=== PAGE ===
[start]
State ex rel. Blackwell v. Sanders

SMITH, Judge.

This matter is before us on a writ of prohibition. We issued our preliminary writ which we now make absolute. The matter presents the interpretation to be given to Sec. 558.031.1, RSMo 1978, when concurrent sentences are imposed for offenses unrelated in time. Specifically, the question is the allowance of “jail time” in that situation.

The facts here are not in dispute. Alan Quinn was arrested and confined on April 28, 1976, for a stealing offense. On April 22, 1977, following a plea of guilty, Quinn was sentenced to two years imprisonment, the execution of which was suspended and a probation of five years imposed. On May 6, 1980, Quinn was arrested and confined on an assault charge. On July 3, 1980, the probation on the stealing offense was revoked and the two year sentence executed. On the same day, Quinn pleaded guilty to the assault charge and was sentenced to two years imprisonment. That sentence was made concurrent to the stealing sentence. On July 10, 1980, Quinn was delivered to the Division of Corrections.
[end]
=== WHAT YOU WILL DO ===
(1) In the court opinion, on what date was Quinn delivered to the Division of Corrections?
(2) Repeat the court opinion word for word, from "State ex rel." up to and including "in that situation.".
(3) Carry on the court opinion about Quinn's sentences, picking up after its final sentence.
The lines after this point are separate material and are not part of the court opinion.

=== RECORDS SHOWN ===
[start]
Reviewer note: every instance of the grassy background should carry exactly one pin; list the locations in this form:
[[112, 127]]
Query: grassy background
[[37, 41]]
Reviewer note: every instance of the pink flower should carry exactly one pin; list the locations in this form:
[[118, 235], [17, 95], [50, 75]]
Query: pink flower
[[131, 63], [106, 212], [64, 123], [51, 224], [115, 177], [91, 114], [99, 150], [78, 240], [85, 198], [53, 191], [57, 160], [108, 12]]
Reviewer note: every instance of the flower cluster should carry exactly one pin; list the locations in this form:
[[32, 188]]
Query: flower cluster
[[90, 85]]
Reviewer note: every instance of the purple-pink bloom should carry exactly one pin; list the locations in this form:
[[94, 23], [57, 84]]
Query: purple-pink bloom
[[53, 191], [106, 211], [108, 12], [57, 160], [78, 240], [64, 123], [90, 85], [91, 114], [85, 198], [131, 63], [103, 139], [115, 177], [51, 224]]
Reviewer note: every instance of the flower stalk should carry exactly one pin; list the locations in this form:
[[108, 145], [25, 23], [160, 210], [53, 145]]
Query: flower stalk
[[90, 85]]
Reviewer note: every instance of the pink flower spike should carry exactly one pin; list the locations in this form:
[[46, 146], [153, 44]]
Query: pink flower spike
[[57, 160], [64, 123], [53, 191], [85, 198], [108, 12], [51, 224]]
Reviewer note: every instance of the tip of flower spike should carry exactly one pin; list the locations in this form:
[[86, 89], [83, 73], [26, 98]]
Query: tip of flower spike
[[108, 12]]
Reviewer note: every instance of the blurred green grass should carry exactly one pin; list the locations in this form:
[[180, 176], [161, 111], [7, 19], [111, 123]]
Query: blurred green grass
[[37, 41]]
[end]
[start]
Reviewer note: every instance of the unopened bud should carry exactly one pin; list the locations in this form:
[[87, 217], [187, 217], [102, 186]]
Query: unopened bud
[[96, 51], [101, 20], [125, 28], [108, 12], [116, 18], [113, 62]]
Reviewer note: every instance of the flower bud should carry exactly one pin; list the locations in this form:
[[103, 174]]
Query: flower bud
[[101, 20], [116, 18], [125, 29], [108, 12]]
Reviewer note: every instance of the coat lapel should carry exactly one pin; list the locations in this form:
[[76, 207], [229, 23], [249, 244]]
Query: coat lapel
[end]
=== SET OF ANSWERS ===
(1) July 10, 1980.

(2)
State ex rel. Blackwell v. Sanders

SMITH, Judge.

This matter is before us on a writ of prohibition. We issued our preliminary writ which we now make absolute. The matter presents the interpretation to be given to Sec. 558.031.1, RSMo 1978, when concurrent sentences are imposed for offenses unrelated in time. Specifically, the question is the allowance of “jail time” in that situation.

(3)
The division credited Quinn with 426 days jail time on the stealing conviction. This consisted of 362 days while awaiting trial and sentencing for that offense and 64 days following his rearrest and confinement on the assault charge. Such credit made Quinn eligible for release on the stealing conviction on July 10, 1980.1 The division credited Quinn with 64 days jail time on his assault conviction and determined his conditional release date as September 7, 1981.

On November 13, 1980, Quinn filed an application for a writ of Habeas Corpus in the Circuit Court of St. Louis challenging *468the Division’s failure to give him credit on the assault sentence with 362 days jail time served while awaiting trial and sentencing on the stealing conviction. Respondent (now defendant, Rule 97.02) indicated his intention to issue the writ and order Quinn released. Relator, (now plaintiff) the director of the Division of Corrections sought our preliminary writ of prohibition which we issued on December 9, 1980.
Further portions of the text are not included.